• DOCUMENT EXTRACT:
--------------------------------
A pharmacological analysis of high-affinity sodium transport in barley (Hordeum vulgare L.): a 24Na+/42K+ study

Abstract

Soil sodium, while toxic to most plants at high concentrations, can be beneficial at low concentrations, particularly when potassium is limiting. However, little is known about Na(+) uptake in this 'high-affinity' range. New information is provided here with an insight into the transport characteristics, mechanism, and ecological significance of this phenomenon. High-affinity Na(+) and K(+) fluxes were investigated using the short-lived radiotracers (24)Na and (42)K, under an extensive range of measuring conditions (variations in external sodium, and in nutritional and pharmacological agents). This work was supported by electrophysiological, compartmental, and growth analyses. Na(+) uptake was extremely sensitive to all treatments, displaying properties of high-affinity K(+) transporters, K(+) channels, animal Na(+) channels, and non-selective cation channels. K(+), NH(4)(+), and Ca(2+) suppressed Na(+) transport biphasically, yielding IC(50) values of 30, 10, and <5 μM, respectively. Reciprocal experiments showed that K(+) influx is neither inhibited nor stimulated by Na(+). Sodium efflux constituted 65% of influx, indicating a futile cycle. The thermodynamic feasibility of passive channel mediation is supported by compartmentation and electrophysiological data. Our study complements recent advances in the molecular biology of high-affinity Na(+) transport by uncovering new physiological foundations for this transport phenomenon, while questioning its ecological relevance.

Fig. 1.

Concentration dependence of unidirectional, high-affinity Na⁺ influx, measured in 7-d-old barley seedlings grown with 200 μM Ca²⁺ (I, circles), 100 μM Na⁺ (II, squares), or full nutrient medium (III, triangles). Values represent means ±SEM (n=4–6). (This figure is available in colour at JXB online.)
--------------------------------
• PROBLEMS TO SOLVE:
**A.** Do these statements agree with the barley sodium-uptake text? For each, answer yes or no and quote the deciding words.
(i) Na+ inhibits K+ influx.
(ii) Sodium efflux amounted to 65% of influx.
(iii) The seedlings in Fig. 1 were 10 days old.
**B.** Quote the barley sodium-uptake text word for word, everything from "Concentration dependence of" down to "at JXB online.)".
The lines after the barley sodium-uptake text are not needed.

• DATA UNDER STUDY:
--------------------------------
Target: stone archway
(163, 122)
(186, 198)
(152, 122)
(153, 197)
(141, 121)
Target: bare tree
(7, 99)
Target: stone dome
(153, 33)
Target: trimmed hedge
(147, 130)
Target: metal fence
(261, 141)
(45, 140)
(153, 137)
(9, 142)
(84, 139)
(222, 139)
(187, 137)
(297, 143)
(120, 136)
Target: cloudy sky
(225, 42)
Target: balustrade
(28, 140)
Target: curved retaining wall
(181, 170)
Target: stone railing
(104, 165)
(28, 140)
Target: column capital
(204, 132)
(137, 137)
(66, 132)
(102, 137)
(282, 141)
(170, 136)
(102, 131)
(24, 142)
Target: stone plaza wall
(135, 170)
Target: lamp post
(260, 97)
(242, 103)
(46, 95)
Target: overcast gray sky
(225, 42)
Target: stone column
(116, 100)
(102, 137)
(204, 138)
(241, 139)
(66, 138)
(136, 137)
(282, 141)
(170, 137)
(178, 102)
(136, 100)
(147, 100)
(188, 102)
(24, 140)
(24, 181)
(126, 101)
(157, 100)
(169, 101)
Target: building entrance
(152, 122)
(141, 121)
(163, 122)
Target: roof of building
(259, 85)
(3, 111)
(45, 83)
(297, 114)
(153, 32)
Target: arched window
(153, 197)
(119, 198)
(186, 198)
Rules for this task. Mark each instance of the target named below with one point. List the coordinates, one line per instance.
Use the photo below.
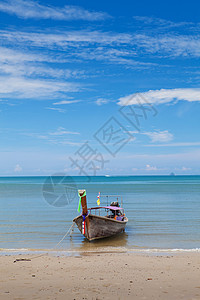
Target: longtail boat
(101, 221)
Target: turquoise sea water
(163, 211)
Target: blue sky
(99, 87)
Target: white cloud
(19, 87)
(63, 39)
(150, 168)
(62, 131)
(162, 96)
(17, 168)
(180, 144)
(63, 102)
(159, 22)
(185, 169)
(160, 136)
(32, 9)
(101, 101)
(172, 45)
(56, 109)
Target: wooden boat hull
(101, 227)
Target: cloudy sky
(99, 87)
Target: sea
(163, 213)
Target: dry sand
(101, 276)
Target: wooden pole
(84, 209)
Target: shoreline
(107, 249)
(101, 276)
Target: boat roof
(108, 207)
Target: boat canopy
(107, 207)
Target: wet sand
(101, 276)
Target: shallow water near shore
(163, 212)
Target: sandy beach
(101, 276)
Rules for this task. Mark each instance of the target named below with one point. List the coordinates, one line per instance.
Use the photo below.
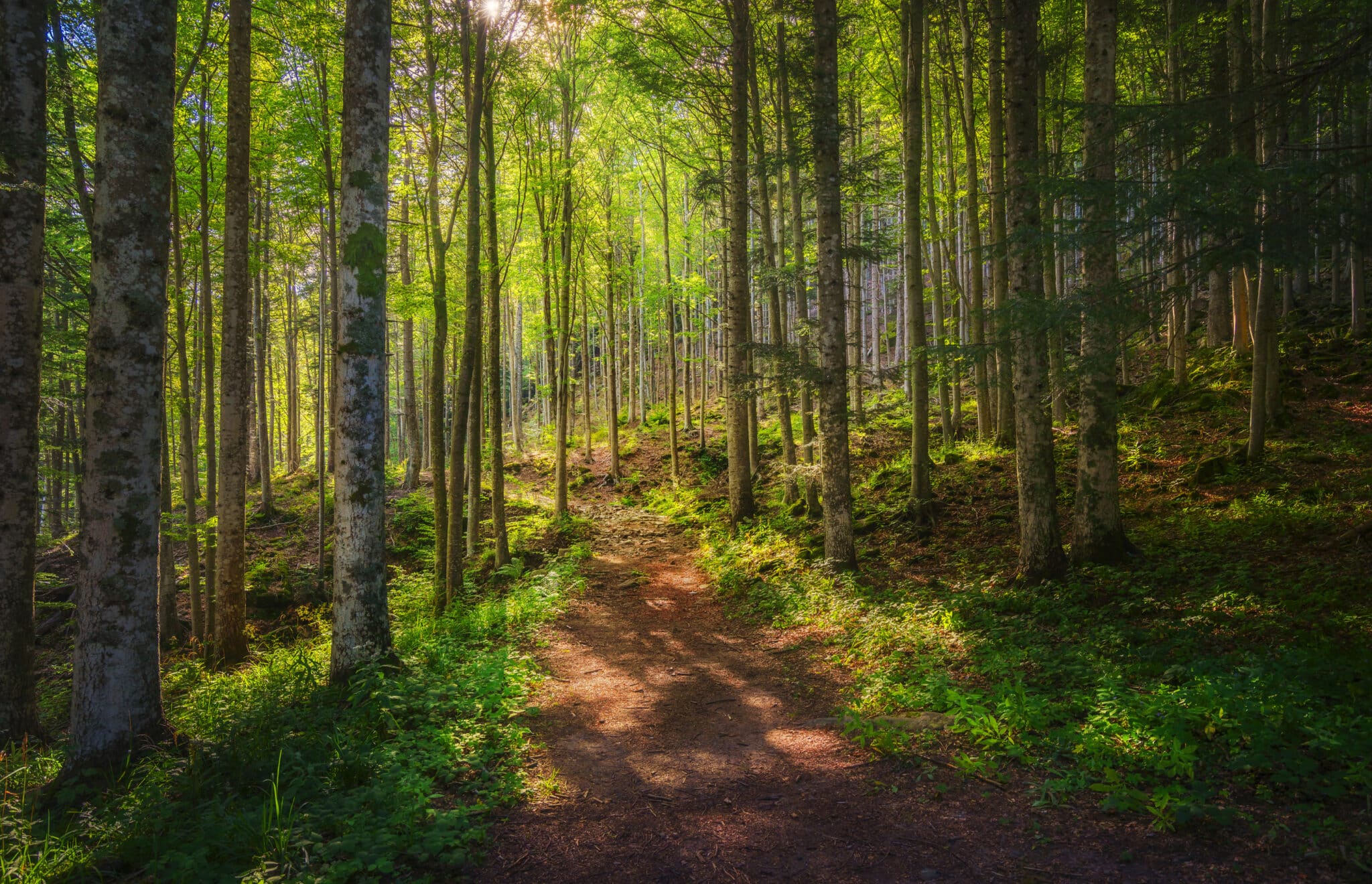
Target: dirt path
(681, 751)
--------------------------------
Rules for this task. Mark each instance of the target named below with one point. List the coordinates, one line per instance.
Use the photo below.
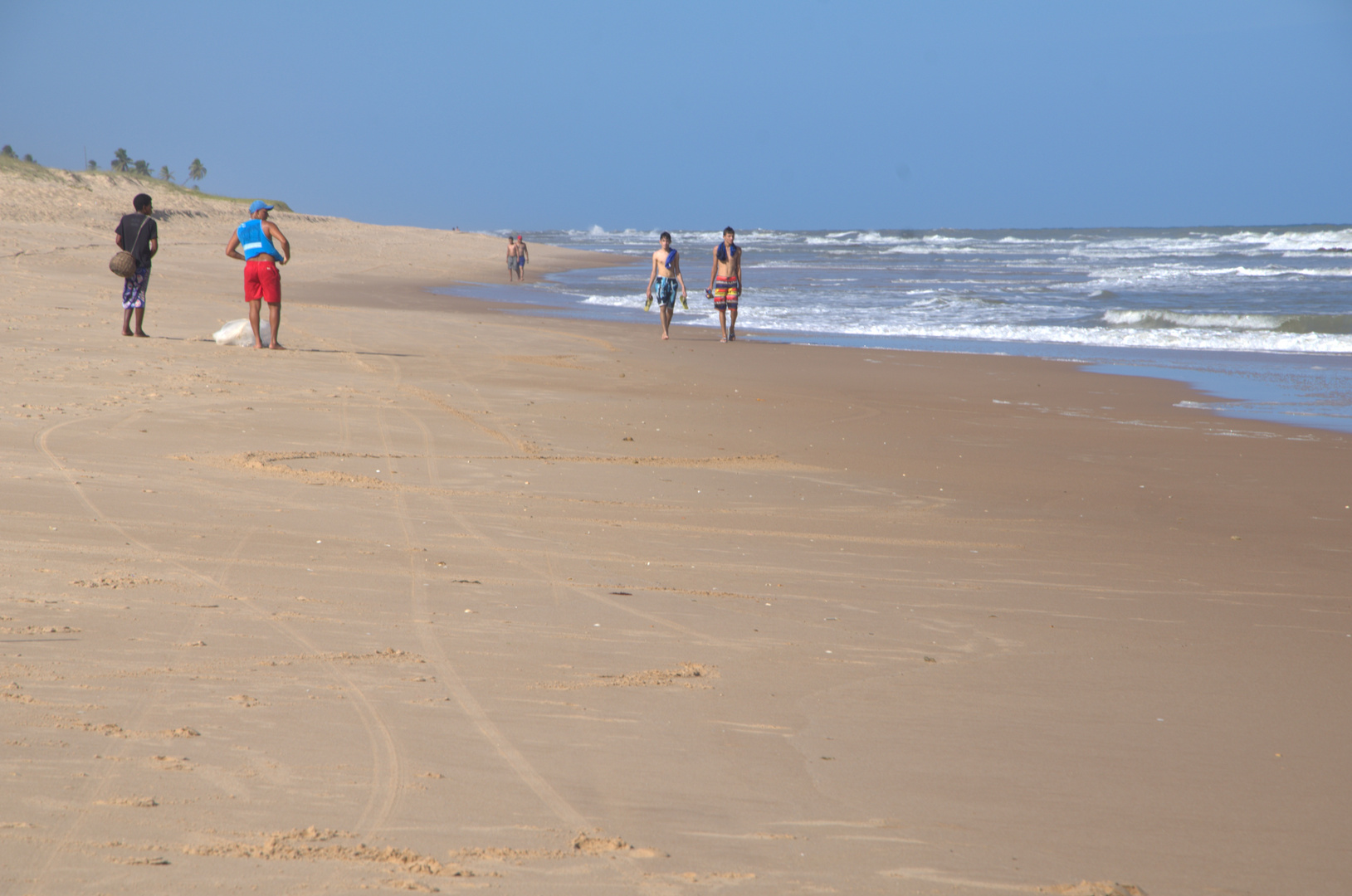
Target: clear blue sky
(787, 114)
--------------------------------
• SOLVED PROBLEMS:
**A.**
(i) No: "K(+) influx is neither inhibited nor stimulated by Na(+)."
(ii) Yes: "Sodium efflux constituted 65% of influx"
(iii) No: "7-d-old barley seedlings"

**B.**
Concentration dependence of unidirectional, high-affinity Na⁺ influx, measured in 7-d-old barley seedlings grown with 200 μM Ca²⁺ (I, circles), 100 μM Na⁺ (II, squares), or full nutrient medium (III, triangles). Values represent means ±SEM (n=4–6). (This figure is available in colour at JXB online.)